Кто же занимался формированием книги? Кто ее задумал? Кто собирал материалы? Кто сделал наиболее серьезный вклад в ее создание?
Ядро обвинения
Показания Фефера вполне удовлетворили сталинских следователей. Большего им и не нужно. Ядро обвинения было сформулировано, хотя статистика жертв изначально готовилась с совершенно иной целью.
Невозможно представить, чтобы соратник Ленина, старый революционер Соломон Лозовский руководствовался соображениями, которые имел в виду Ицик Фефер, участвуя в подготовке «Черной книги». Невозможно представить, что Эренбург и Гроссман тоже руководствовались подобными мотивами. Неужели Эренбург в националистическом угаре попытался оторвать героизм евреев от героизма советского народа? Какая чепуха! Публицистика времен войны свидетельствует об обратном, а ведь Эренбург – мотор издания «Черной книги», основной составитель и главный редактор!

● ● ● ●

# ЗАДАНИЯ
a – Выпишите из текста о «Черной книге» отрывок от слов «Кто же занимался» до слов «совершенно иной целью.» включительно.
b – Переведите на английский язык предложение из текста о «Черной книге»: «Показания Фефера вполне удовлетворили сталинских следователей».

# Записи, выбранные из коллекции
● ● ● ●

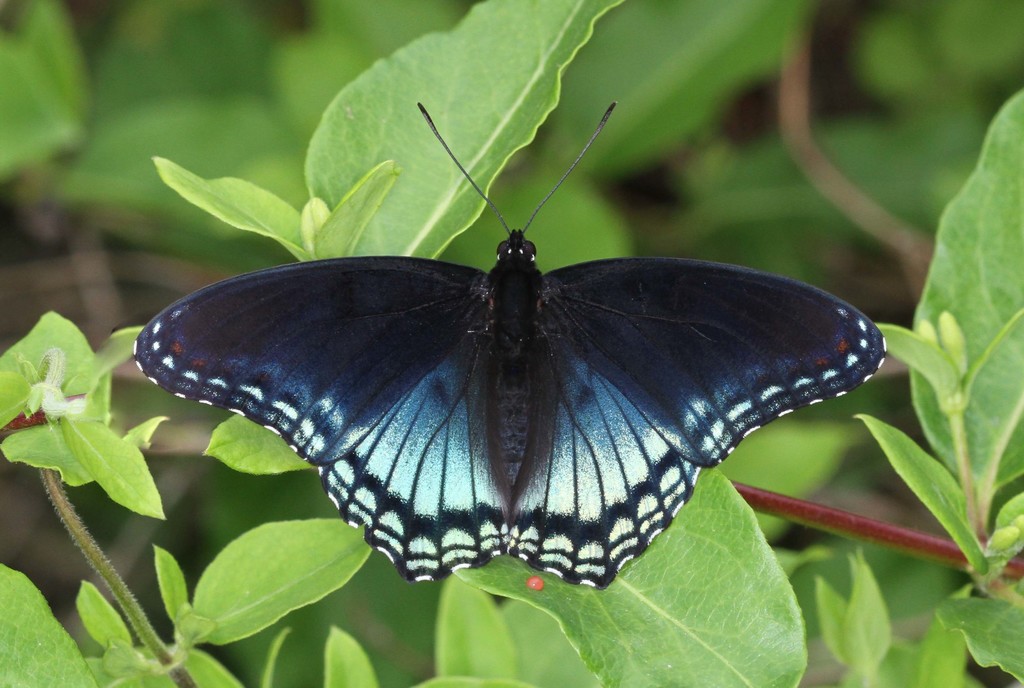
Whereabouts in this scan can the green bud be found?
[913,320,939,346]
[939,310,967,375]
[988,525,1021,552]
[300,196,331,257]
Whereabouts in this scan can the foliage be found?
[0,0,1024,688]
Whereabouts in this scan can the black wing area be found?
[135,258,507,579]
[509,259,885,588]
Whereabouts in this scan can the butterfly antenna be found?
[522,100,618,231]
[416,102,512,237]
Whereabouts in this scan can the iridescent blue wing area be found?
[509,259,885,588]
[135,258,504,579]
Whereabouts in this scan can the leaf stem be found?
[41,468,196,688]
[732,482,1024,579]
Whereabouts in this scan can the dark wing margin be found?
[509,259,885,588]
[135,258,504,579]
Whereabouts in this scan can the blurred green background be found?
[0,0,1024,686]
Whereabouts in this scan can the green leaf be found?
[324,626,379,688]
[937,598,1024,681]
[910,616,967,688]
[843,552,892,677]
[259,629,292,688]
[204,416,309,475]
[181,648,245,688]
[92,327,142,380]
[814,576,850,665]
[434,577,516,679]
[194,519,370,645]
[60,419,164,518]
[457,471,806,688]
[0,312,95,394]
[555,0,814,172]
[857,416,988,573]
[75,581,131,647]
[913,88,1024,483]
[995,492,1024,528]
[124,416,170,449]
[0,425,93,487]
[879,325,961,399]
[306,0,621,257]
[0,564,96,688]
[501,600,600,688]
[153,158,309,260]
[0,0,85,179]
[313,160,401,258]
[0,372,29,428]
[414,676,534,688]
[153,545,188,621]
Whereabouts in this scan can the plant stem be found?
[947,411,991,543]
[732,482,1024,579]
[41,468,196,688]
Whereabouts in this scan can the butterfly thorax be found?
[488,230,541,488]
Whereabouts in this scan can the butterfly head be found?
[498,229,537,266]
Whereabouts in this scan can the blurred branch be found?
[778,43,933,298]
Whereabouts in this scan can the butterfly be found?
[135,103,885,588]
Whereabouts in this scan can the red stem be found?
[732,482,1024,579]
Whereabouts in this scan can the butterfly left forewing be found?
[135,258,503,579]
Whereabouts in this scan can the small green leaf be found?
[60,419,164,518]
[0,372,29,428]
[912,91,1024,484]
[324,626,379,688]
[814,576,850,665]
[181,648,245,688]
[843,552,892,678]
[194,519,370,645]
[124,416,170,449]
[995,492,1024,528]
[879,325,961,399]
[75,581,131,647]
[204,416,309,475]
[153,545,188,621]
[857,416,988,573]
[0,564,96,688]
[313,160,401,258]
[434,577,516,679]
[154,158,309,260]
[0,312,95,395]
[0,425,93,487]
[259,629,292,688]
[910,616,967,688]
[937,598,1024,681]
[456,470,807,688]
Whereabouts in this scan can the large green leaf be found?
[194,519,370,644]
[306,0,621,256]
[458,471,806,688]
[913,88,1024,483]
[0,564,96,688]
[435,577,516,679]
[554,0,814,172]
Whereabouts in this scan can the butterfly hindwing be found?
[510,259,885,587]
[136,258,503,579]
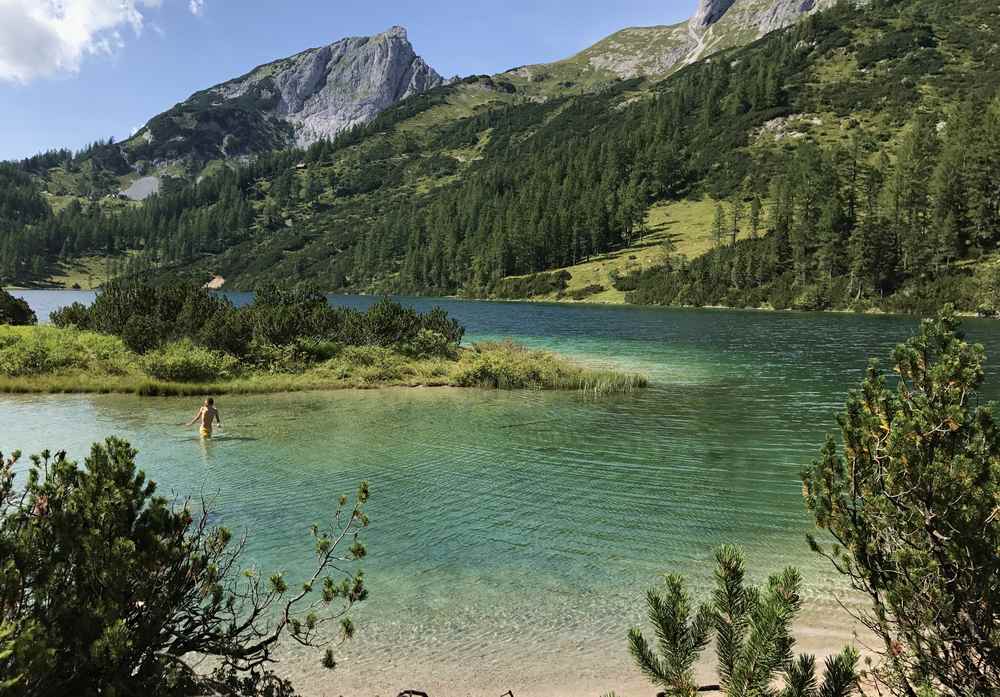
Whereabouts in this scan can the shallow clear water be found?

● ● ● ●

# ОТВЕТЫ
a –
Кто же занимался формированием книги? Кто ее задумал? Кто собирал материалы? Кто сделал наиболее серьезный вклад в ее создание?
Ядро обвинения
Показания Фефера вполне удовлетворили сталинских следователей. Большего им и не нужно. Ядро обвинения было сформулировано, хотя статистика жертв изначально готовилась с совершенно иной целью.

b – Fefer's testimony fully satisfied the Stalinist investigators.